■ **YOUR TASK**:
Swap "marker" for "point" in the rows that start at the line containing "Task: locate the exterior" and end with the line containing "pixel 63 220", and return only those rows with nothing else changed.

■ **PROVIDED MATERIAL**:
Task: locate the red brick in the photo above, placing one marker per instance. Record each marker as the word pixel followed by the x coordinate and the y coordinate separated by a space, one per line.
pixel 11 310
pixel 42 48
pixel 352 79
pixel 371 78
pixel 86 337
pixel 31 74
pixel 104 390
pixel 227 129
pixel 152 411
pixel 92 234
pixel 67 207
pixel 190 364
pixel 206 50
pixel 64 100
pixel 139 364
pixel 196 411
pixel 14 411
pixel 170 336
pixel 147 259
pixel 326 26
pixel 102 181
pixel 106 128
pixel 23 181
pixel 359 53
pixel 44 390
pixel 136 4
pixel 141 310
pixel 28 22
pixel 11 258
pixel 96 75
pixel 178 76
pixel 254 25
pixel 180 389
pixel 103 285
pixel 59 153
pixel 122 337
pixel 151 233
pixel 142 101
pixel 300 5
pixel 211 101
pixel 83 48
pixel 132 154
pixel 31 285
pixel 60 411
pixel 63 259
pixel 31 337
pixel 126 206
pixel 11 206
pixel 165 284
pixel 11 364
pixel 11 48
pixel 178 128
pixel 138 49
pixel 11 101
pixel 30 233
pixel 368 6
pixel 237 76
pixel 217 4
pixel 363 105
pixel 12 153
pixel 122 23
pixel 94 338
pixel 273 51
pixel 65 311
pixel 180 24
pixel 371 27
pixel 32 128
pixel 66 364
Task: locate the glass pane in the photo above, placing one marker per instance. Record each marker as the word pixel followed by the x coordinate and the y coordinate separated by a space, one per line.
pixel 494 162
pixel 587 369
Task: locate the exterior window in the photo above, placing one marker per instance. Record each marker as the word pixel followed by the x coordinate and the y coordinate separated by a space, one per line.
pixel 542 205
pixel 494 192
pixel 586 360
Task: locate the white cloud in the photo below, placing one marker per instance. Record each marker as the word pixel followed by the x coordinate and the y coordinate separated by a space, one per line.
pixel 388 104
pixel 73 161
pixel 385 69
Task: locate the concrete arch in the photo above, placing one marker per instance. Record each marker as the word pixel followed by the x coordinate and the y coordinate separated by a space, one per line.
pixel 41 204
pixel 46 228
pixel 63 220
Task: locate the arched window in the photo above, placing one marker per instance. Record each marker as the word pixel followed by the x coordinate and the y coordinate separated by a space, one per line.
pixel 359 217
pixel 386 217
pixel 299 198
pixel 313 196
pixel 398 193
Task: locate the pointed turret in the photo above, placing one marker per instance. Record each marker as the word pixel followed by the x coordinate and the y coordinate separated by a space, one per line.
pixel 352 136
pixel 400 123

■ **WRITTEN ANSWER**:
Task: locate the exterior window in the photo above, placing one point per instance. Record each point as the word pixel followed by the x coordinate and the y coordinate separated by a space, one per line.
pixel 542 205
pixel 494 192
pixel 586 360
Task: locate the white cloud in the photo below, placing one point per instance. Record each point as the word pixel followed by the x coordinate and the y coordinate separated by a space, one per line.
pixel 388 104
pixel 73 161
pixel 385 69
Task: locate the concrete arch in the photo above, placing one point per instance. Record each point as the word pixel followed by the x coordinate and the y coordinate separated by a space, one per line.
pixel 41 204
pixel 46 228
pixel 63 220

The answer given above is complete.